_Aim of the task:_ Please output the line that contains "Target: tree" and all later lines of the material, exactly, through the end.

--------------------

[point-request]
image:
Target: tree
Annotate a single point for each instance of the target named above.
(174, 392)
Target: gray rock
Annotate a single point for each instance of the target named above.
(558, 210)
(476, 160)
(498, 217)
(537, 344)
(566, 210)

--------------------

_Result of this exercise:_
Target: tree
Annotate a single point for each instance of the target named above.
(174, 392)
Target: gray rock
Annotate a single point for each instance of the target named above.
(558, 210)
(476, 160)
(498, 217)
(537, 344)
(566, 210)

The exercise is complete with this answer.